• Textausschnitt
§
Rotorman's Blog

Bock’n’Roll im Revier: Der Mai ist
gekommen, die Böcke gehen drauf

Visier

Die Bockjagd ist wieder auf“, wie sich die bewaffneten Naturfreunde auszudrücken pflegen. Deshalb heißt es ja auch „Auf auf zum fröhlichen Jagen“. Seit 1. Mai heißt es in den Revieren wieder „Feuer frei“.

Von Jürgen Heimann

Über Geschmack (und Anstand) lässt sich streiten. Auch über die dem Foto eines toten Tiers innewohnende ästhetische Komponente. Zumal dann, wenn das wehrlose Geschöpf ganz gezielt über den Jordan gehetzt wurde, aus Lust und Freude am Meucheln. Wenn es tödlich getroffen zusammenbricht und nach einigen Zuckungen verendet, während sich die Blutlache unter dem geschundenen und jetzt Kadaver genannten Körper langsam ausbreitet und im taufeuchten Erdreich versickert. Ein Anblick, der eigentlich nur Perverse froh stimmen kann, und den sie als erregend und vielleicht auch als stimulierend empfinden.  

Der Nachhall des Schusses liefert den passenden Soundtrack zu diesem als Daily-Soap getarnten Horrorfilm. Der Einschlag des Projektils in den aufplatzenden Körper der Beute ist ein erhebender, magischer, faszinierender und heiliger Moment, den der Schütze, könnte er es, einfrieren würde, um ihn in Slow-Motion später immer wieder zu verinnerlichen  – in Endlosschleife. (Aber-)gläubige Heger fallen demütig auf die Knie und danken Diana, Artemis, Atalante, dem Heiligen und dreist vereinnahmten Hubertus oder dem seligen Eustachius für ihr Glück. Und stecken dem Opfer als Geste der Aussöhnung einen grünen Zweig ins Maul. Ein rührender Akt mit hohem Symbolwert. Er soll den Respekt und die Achtung, die der Täter dem Tier gegenüber empfindet, versinnbildlichen. Tränen der Ergriffenheit fließen. Ein Taschentuch wäre an dieser Stelle jetzt nicht schlecht.
§
• Datenauszug
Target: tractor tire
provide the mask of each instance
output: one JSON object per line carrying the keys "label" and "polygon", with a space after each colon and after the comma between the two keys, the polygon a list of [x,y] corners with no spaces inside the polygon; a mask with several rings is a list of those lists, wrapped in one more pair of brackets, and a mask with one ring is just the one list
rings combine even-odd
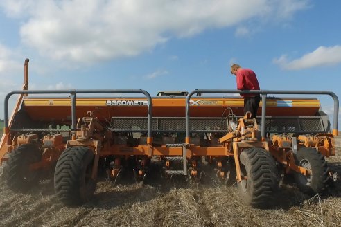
§
• Aufgabenstellung
Führe den Blogbeitrag über den Beginn der Bockjagd im Mai im gleichen Ton weiter, beginnend nach seinem letzten Satz.

• Lösung der Aufgabe
Dem zivilisierten und unbewaffneten Normalo mag sich die Faszination eines solch nervenaufreibenden Erlebnisses kaum erschließen. Da fehlt ganz einfach der Zugang, um die Einzigartigkeit einer solch atmosphärisch dichten und mit Adrenalin aufgeladenen Situation ermessen und würdigen zu können. Das Anpirschen im ersten diffusen Büchsenlicht, das geduldige Ansitzen, die wachsende Spannung. Die Atmung geht schneller, die Pulsfrequenz steigt – und dann der erlösende, finale (Blatt-)Schuss. Whoww! So oder ähnlich müssen sich auch unsere Vorvorvorfahren gefühlt haben, nachdem sie in heroischem Kampf dem Säbelzahntiger eins auf die Mütze gegeben hatten. Hier drängen archaische, im Innersten der Seele verborgene Reize an die Oberfläche. Geben wir uns diesen Eindrücken mal hin:

Wer angesichts dieser Aufnahmen nicht gleich in Euphorie verfällt, sondern Bestürzung empfindet, ist nicht krank. Das sind die anderen.

 Die Bestie Mensch triumphiert über die Kreatur

Ein Gewaltexzess, der sich tagtäglich zigtausendfach in den deutschen Revieren wiederholt und sich Natur- und Artenschutz nennt. In diesen Momenten triumphiert die Bestie Mensch wieder einmal über die Kreatur, die ihm anvertraut und unterstellt ist. Der Herr (oder die Dame) der Schöpfung hat wieder zugeschlagen. Und das ist kein Jägerlatein, sondern blutige, grausame Realität.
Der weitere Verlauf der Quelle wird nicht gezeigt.